→ **Document excerpt**:
Earlier this week the U.S. Food and Drug Administration approved the non-prescription sale of Opill (norgestrel), a progestin-only daily oral contraceptive. Although norgestrel has been used in prescription contraceptives since 1973, Opill is the first oral contraceptive approved for over-the-counter (OTC) sale in the U.S.
Opill’s manufacturer, Perrigo—an American-Irish company with headquarters in Grand Rapids, Michigan, and Dublin—said the contraceptive will be available in the U.S. in early 2024.
Opill package
The announcement represents mostly good news for, as the website puts it, “people capable of becoming pregnant.” (The fly in the ointment: Under the Affordable Care Act, insurance companies aren’t required to cover the cost of over-the-counter birth control. Opill’s retail cost hasn’t yet been disclosed.) But what about the naming news? Good, bad, or meh?

→ **Work instruction 1**: According to the passage on the Opill approval, when did norgestrel first appear in prescription contraceptives?
→ **Work instruction 2**: Continue the passage on the Opill approval, starting after its final sentence.
The items that come next are not required for any of this work.

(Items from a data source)
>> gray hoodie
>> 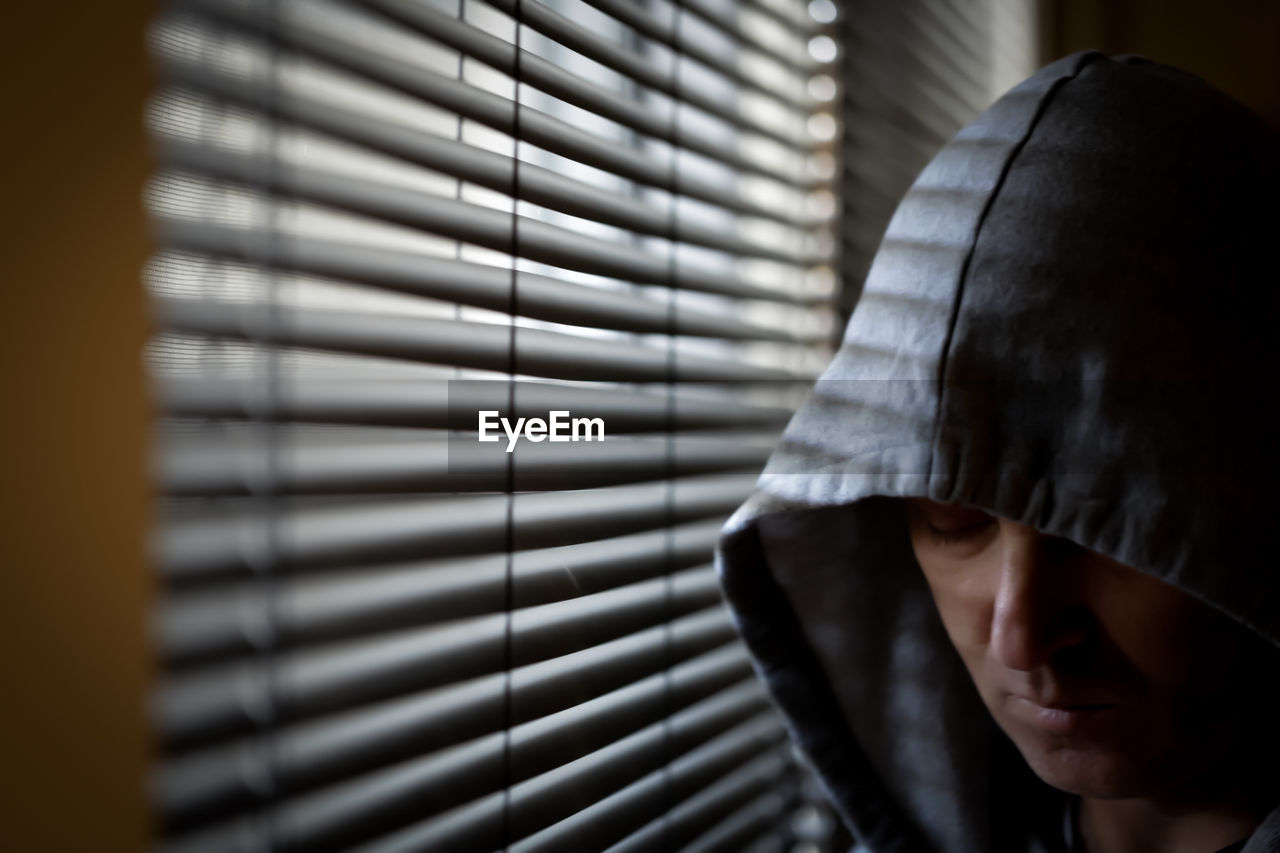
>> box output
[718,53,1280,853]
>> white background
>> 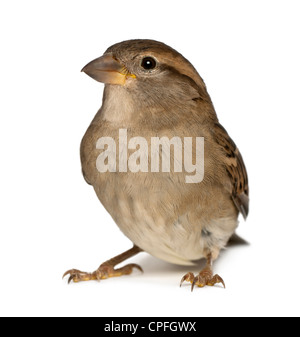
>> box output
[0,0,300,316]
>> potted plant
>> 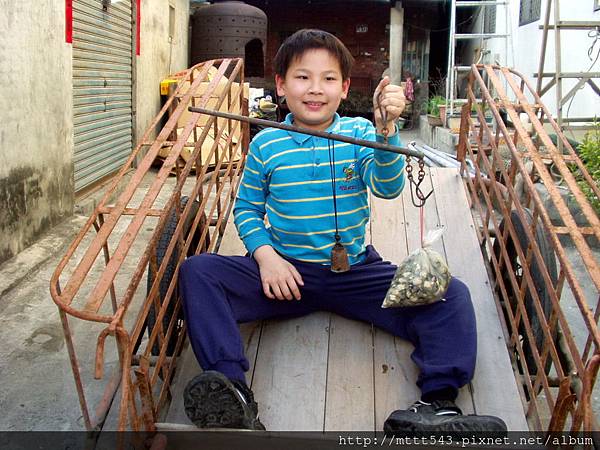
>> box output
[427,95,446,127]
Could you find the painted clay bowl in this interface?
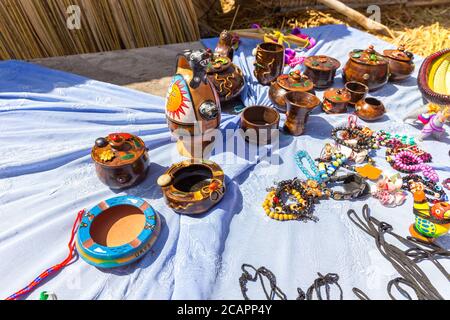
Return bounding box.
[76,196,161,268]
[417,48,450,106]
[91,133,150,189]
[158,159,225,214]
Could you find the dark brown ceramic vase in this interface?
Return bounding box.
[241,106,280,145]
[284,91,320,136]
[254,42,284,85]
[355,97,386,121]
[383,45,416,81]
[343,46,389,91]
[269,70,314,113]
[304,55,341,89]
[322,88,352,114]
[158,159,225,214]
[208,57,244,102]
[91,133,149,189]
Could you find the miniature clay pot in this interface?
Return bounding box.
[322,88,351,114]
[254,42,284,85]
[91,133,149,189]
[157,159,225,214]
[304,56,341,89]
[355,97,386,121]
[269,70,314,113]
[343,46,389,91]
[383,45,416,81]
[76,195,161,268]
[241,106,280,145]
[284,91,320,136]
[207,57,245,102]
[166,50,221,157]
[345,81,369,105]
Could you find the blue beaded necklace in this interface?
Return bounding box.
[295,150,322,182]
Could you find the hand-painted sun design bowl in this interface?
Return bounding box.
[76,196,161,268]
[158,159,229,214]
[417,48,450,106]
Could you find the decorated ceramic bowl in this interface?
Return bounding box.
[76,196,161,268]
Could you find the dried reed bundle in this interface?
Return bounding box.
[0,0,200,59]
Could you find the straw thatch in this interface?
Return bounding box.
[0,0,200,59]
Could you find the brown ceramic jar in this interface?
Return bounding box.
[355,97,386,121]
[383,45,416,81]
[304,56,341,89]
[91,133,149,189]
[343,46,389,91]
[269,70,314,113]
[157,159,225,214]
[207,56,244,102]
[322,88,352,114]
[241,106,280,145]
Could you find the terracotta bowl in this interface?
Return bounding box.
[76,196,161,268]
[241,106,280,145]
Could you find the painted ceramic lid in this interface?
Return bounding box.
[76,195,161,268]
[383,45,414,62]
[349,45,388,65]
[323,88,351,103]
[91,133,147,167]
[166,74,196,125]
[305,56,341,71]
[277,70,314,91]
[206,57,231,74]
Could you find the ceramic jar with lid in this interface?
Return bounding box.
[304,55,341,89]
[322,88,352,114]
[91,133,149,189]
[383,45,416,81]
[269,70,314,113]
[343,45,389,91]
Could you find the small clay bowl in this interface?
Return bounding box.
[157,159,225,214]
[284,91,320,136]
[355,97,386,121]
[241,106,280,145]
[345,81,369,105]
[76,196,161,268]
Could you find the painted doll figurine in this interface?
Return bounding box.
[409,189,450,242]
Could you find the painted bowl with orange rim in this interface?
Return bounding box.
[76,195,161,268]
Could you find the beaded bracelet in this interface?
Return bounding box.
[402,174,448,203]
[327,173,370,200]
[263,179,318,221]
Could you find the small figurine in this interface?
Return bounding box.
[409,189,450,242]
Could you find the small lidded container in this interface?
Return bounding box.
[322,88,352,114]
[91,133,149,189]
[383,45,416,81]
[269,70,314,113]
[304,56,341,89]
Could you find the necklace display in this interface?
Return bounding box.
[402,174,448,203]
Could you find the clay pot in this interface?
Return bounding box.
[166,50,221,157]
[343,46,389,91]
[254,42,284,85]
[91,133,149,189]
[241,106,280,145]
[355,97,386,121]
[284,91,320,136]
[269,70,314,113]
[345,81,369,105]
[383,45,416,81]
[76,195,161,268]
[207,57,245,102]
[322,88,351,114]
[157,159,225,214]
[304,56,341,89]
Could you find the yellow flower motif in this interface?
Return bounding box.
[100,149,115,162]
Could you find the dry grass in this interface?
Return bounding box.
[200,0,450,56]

→ **Task output 1**: Norgestrel has been used in prescription contraceptives since 1973.

→ **Task output 2**:
Disclosure: I have no inside information about the Opill name, so what follows are mostly educated guesses. Sometimes a trademark filing will provide some etymology, but that’s not the case with Opill, whose U.S. trademark registrations were filed in 2015 and 2017 by a French company, HRA Pharma, that was acquired by Perrigo in 2022. And neither the press release nor the Opill website reveals any clues.
My take: I was surprised that a name as generic-looking as Opill made it through the trademark-review process. “Pill” and “the Pill” (sometimes “The Pill”) have been informal names for oral birth control since at least 1956, when the Times of London reported from a medical conference in Tokyo: “What the people who attended the Tokyo conference wanted to hear..was that the miracle ‘pill’ had been discovered which would permit of fertility being turned on and off like a tap... Even if the ‘pill’ were to materialize one day…”
“One day” wouldn’t arrive until 1960, when prescription oral contraceptives became available to the public. In 1975, country singer Loretta Lynn would title her best-known song “The Pill,” and everyone knew she wasn’t talking about aspirin; the lyrics were based in part on her own childbearing experience (four children before she turned 20) and subsequent liberation. Some radio stations refused to play the song.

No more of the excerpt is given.